• [Extract provided]:

********************

# Elements and structure of units in $\mathbb Q(\sqrt {-7})$

I'm completely stuck on this question:

Find the elements and the structure of the group of units in the ring of algebraic integers of number field $\mathbb Q (\sqrt {-7})$.

Are the group of units in the ring of algebraic integers of $\mathbb Q(\sqrt 5)$ finite? Why?

For the first part, I think it might be something to do with Dirichlet and for the second part, I believe the answer is yes but I don't know how to justify it. Pretty stumped.

********************

• [Provided material]:
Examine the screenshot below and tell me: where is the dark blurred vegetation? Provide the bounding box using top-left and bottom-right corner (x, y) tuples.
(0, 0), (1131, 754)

********************

• [Work instructions]: Reproduce the post on units in quadratic number fields word for word, from "I'm completely stuck" to "it. Pretty stumped.".

• [Answer to the task]:
I'm completely stuck on this question:

Find the elements and the structure of the group of units in the ring of algebraic integers of number field $\mathbb Q (\sqrt {-7})$.

Are the group of units in the ring of algebraic integers of $\mathbb Q(\sqrt 5)$ finite? Why?

For the first part, I think it might be something to do with Dirichlet and for the second part, I believe the answer is yes but I don't know how to justify it. Pretty stumped.